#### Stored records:

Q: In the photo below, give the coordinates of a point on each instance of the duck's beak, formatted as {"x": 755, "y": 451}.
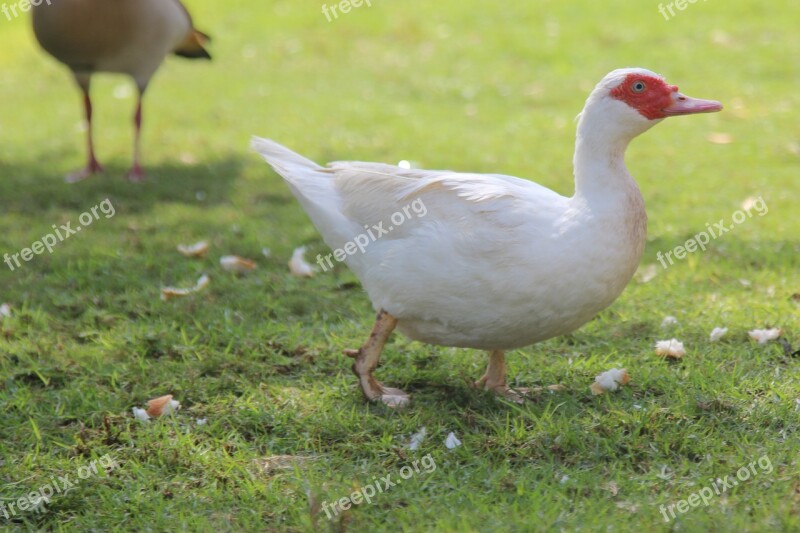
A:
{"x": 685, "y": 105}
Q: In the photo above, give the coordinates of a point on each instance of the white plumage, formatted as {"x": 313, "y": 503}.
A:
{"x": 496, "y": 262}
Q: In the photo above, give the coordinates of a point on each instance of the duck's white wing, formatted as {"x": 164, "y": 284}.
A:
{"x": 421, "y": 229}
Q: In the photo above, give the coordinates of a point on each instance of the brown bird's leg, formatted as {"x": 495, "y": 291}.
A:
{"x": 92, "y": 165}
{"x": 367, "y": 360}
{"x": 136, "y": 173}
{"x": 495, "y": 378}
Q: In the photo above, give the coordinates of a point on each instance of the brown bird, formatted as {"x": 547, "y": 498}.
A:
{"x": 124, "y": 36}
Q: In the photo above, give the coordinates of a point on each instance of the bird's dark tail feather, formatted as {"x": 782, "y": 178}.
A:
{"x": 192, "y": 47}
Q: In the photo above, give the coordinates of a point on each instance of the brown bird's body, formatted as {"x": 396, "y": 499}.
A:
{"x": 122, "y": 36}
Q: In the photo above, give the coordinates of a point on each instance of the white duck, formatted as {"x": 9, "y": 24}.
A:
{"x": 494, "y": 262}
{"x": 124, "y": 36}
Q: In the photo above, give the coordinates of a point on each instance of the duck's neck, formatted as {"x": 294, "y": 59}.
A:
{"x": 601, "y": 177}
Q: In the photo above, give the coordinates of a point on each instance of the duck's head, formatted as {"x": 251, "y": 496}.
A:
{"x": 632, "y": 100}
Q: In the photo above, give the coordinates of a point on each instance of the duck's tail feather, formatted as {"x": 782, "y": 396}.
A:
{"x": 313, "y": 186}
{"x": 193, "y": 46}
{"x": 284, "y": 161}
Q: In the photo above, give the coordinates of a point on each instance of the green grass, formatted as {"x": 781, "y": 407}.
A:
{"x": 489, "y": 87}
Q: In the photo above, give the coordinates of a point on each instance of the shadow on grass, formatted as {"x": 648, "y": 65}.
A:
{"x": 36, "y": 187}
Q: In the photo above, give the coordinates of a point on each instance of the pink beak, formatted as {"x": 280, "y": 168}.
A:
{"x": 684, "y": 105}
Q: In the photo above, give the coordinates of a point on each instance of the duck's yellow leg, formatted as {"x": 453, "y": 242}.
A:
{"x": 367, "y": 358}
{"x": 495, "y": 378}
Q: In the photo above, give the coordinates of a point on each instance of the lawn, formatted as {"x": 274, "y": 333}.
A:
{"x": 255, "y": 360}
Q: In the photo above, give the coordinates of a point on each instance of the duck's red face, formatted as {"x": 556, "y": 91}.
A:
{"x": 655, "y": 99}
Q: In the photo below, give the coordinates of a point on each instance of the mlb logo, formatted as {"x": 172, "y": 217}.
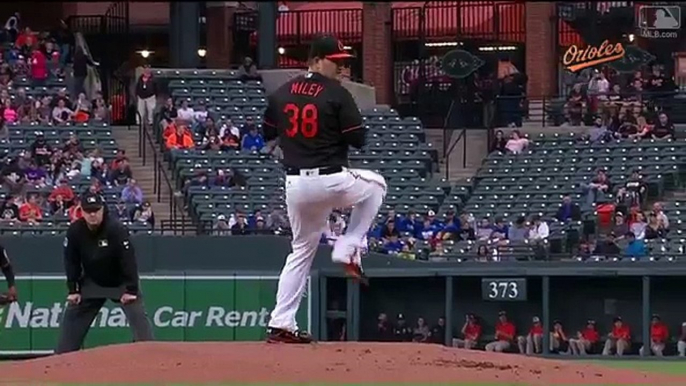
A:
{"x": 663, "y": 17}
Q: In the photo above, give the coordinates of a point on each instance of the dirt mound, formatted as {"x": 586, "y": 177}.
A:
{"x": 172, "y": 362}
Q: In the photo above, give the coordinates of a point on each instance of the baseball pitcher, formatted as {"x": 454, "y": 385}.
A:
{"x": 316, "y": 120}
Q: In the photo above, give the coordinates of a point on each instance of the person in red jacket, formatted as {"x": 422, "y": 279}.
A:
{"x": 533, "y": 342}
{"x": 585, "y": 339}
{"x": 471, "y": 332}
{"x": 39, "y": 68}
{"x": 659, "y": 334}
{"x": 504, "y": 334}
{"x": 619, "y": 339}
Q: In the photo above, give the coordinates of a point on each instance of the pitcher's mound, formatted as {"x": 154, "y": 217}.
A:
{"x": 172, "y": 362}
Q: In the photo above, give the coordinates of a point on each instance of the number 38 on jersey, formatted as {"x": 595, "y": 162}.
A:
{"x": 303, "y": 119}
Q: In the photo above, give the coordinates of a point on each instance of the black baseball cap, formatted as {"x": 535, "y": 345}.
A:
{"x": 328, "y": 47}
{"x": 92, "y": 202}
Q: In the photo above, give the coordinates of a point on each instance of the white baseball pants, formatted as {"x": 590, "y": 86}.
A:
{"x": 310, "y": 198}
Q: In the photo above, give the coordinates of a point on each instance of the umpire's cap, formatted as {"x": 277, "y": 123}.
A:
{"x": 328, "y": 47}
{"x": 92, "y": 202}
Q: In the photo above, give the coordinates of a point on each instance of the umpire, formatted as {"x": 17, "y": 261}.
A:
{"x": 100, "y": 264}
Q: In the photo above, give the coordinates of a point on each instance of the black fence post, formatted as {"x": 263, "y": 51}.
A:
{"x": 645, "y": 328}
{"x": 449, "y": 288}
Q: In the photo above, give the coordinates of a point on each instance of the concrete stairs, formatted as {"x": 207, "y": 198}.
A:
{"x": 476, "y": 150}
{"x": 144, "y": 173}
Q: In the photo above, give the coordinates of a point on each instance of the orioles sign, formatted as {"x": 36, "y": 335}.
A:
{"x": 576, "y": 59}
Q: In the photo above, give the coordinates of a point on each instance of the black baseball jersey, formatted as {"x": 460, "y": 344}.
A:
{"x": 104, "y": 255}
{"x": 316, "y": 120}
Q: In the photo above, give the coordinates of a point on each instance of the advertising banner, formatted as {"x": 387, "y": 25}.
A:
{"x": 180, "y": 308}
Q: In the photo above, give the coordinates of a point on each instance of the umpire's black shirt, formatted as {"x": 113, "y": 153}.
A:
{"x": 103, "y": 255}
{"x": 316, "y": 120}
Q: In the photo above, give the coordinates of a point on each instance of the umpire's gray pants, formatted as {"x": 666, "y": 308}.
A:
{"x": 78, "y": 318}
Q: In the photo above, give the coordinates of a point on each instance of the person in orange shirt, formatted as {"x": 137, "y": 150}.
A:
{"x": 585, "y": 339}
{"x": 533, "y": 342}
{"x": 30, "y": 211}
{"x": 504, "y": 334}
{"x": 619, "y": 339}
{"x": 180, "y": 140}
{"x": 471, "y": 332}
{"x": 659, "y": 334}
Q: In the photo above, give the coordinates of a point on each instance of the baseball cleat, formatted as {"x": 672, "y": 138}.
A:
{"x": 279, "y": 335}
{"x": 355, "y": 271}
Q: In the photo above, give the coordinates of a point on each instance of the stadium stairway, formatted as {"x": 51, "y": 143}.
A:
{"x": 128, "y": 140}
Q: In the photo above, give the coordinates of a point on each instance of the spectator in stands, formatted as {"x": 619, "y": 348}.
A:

#### ASSIGNED TASK:
Every line in the records above with the string "shirt" in it should be shown.

#### REPLY TO THE EXERCISE:
Q: In the photo above, give the coordinates of a point on each instance of the umpire's black shirt, formatted as {"x": 113, "y": 153}.
Q: In the photo above, give the coordinates of a point on each instance of the person in orange shirt, formatted as {"x": 137, "y": 150}.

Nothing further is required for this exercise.